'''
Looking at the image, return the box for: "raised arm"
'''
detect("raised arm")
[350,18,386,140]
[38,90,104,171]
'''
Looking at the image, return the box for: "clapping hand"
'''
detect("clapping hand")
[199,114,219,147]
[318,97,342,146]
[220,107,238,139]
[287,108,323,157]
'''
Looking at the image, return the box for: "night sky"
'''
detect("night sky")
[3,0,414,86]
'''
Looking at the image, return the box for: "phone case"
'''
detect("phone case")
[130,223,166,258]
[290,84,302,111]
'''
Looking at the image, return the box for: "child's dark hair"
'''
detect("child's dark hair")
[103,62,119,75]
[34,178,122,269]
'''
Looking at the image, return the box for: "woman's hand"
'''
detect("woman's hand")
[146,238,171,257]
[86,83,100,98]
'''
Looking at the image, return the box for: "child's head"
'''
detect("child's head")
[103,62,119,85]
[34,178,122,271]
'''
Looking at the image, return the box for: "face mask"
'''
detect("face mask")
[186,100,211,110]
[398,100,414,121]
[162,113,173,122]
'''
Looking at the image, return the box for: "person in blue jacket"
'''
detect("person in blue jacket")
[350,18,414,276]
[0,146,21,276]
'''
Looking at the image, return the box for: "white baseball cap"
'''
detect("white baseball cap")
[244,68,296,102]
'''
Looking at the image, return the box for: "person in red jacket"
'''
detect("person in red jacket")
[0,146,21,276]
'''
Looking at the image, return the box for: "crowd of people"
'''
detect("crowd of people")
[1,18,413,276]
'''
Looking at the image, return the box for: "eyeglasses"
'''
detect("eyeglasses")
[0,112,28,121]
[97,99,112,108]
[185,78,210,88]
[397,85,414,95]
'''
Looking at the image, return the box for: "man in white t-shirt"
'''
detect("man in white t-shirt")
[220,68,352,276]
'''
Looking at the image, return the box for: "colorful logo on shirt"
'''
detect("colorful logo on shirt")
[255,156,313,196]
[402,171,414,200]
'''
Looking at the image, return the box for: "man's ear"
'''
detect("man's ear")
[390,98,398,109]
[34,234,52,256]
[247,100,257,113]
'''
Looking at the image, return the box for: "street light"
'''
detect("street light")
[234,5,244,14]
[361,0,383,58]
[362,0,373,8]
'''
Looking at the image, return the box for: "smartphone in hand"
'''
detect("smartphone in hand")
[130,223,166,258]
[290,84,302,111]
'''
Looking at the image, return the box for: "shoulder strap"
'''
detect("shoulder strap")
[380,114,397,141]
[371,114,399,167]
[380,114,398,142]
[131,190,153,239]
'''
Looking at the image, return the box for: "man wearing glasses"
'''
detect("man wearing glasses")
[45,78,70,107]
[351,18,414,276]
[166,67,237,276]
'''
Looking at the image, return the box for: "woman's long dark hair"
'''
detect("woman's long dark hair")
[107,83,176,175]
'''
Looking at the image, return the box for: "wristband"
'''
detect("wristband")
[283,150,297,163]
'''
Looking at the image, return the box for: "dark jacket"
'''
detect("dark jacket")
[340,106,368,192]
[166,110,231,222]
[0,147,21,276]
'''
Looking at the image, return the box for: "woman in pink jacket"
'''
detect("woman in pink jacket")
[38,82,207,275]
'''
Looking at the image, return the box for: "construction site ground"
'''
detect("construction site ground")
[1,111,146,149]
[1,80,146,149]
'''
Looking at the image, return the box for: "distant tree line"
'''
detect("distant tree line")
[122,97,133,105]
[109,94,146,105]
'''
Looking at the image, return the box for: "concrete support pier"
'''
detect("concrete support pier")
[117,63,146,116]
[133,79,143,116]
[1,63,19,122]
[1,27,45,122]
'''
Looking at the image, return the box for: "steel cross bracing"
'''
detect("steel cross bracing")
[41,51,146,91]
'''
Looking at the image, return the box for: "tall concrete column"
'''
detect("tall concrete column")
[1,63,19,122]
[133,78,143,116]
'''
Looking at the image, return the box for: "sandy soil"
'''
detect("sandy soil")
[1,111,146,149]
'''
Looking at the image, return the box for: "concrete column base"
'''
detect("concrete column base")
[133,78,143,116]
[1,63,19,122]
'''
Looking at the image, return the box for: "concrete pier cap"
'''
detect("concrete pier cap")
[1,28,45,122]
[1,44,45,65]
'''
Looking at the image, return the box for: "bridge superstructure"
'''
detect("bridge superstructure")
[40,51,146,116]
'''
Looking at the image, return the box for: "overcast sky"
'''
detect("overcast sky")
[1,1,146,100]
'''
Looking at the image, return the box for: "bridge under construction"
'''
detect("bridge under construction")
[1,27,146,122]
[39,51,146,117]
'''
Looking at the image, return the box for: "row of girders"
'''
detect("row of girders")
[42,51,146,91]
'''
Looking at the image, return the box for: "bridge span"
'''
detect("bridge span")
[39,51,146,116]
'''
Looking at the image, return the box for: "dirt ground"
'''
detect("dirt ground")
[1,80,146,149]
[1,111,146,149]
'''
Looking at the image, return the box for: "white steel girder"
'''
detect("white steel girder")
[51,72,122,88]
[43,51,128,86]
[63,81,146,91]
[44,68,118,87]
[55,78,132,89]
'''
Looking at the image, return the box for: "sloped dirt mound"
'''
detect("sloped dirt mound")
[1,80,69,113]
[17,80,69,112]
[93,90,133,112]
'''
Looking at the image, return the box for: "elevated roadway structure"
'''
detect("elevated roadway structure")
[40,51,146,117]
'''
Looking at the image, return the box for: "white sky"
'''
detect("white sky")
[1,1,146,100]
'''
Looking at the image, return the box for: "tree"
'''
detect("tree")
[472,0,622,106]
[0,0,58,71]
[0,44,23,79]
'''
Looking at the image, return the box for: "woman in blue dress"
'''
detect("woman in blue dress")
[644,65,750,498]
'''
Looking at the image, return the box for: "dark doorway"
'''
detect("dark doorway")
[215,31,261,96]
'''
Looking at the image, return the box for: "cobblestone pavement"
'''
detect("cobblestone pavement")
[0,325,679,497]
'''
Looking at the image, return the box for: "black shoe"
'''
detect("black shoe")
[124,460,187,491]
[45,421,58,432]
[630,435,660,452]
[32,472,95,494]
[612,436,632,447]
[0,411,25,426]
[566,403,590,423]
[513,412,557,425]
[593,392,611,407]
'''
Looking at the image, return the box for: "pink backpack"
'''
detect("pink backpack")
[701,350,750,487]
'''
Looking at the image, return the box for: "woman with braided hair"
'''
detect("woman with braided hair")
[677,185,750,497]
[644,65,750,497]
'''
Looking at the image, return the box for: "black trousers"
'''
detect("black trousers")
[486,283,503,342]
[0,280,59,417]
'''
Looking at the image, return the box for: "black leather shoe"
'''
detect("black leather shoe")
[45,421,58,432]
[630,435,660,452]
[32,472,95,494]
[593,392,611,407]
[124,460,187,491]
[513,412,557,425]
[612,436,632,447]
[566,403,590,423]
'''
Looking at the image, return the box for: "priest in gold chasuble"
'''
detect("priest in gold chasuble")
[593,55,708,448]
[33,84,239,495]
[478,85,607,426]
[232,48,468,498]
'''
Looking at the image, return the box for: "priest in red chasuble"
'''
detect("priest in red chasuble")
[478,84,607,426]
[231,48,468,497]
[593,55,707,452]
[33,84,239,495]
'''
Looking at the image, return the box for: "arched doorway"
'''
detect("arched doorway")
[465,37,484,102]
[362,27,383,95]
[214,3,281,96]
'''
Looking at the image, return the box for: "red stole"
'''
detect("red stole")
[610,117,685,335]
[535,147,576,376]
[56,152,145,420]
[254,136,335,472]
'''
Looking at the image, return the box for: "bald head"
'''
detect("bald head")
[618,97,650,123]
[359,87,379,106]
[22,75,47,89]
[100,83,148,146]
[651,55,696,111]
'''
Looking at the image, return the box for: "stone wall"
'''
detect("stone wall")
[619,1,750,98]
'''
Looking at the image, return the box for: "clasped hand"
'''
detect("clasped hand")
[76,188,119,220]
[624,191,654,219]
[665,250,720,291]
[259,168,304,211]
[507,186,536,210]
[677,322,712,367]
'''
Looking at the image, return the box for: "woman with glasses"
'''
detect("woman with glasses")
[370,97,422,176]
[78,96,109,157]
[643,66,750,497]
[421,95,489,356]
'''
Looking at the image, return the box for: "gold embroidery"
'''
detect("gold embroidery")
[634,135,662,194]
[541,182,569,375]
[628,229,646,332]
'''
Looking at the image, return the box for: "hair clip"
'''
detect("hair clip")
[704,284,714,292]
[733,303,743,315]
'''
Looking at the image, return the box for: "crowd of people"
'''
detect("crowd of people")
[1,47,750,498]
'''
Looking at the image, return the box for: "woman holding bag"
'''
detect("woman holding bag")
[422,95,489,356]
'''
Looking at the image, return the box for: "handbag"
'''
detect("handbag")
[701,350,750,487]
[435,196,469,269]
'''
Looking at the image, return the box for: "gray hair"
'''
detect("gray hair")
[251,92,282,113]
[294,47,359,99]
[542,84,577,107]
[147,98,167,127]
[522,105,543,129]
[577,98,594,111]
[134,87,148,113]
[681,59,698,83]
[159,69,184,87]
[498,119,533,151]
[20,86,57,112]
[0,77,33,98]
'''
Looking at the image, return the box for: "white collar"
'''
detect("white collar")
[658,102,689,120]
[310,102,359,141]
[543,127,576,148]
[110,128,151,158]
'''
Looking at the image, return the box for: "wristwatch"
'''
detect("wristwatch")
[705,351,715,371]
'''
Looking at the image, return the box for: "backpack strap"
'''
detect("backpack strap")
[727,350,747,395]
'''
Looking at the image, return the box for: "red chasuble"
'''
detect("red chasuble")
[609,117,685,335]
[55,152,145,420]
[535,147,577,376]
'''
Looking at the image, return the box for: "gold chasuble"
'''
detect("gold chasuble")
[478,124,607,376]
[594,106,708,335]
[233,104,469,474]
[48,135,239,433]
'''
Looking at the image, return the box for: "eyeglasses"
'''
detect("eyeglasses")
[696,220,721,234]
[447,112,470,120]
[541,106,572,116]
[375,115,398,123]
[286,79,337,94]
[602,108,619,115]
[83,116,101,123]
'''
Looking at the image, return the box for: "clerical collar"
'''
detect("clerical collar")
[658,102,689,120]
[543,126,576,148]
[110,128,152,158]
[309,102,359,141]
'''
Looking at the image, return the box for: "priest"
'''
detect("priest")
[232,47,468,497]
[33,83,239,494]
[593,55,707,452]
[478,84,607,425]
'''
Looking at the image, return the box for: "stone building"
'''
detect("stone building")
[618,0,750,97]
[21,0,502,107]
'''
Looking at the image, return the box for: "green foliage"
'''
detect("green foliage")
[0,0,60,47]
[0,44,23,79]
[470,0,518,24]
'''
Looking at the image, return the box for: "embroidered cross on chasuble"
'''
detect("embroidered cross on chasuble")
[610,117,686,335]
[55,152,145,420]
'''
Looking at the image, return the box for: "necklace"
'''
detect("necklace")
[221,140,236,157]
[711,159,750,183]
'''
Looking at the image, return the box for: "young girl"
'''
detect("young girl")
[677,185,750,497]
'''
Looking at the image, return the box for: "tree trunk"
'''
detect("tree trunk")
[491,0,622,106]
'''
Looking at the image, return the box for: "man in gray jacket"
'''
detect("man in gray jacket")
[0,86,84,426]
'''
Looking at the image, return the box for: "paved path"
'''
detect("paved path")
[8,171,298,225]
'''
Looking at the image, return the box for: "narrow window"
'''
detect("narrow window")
========================
**Work instruction**.
Return only the count of lines in the records that hold the word "window".

**Answer to the exercise**.
2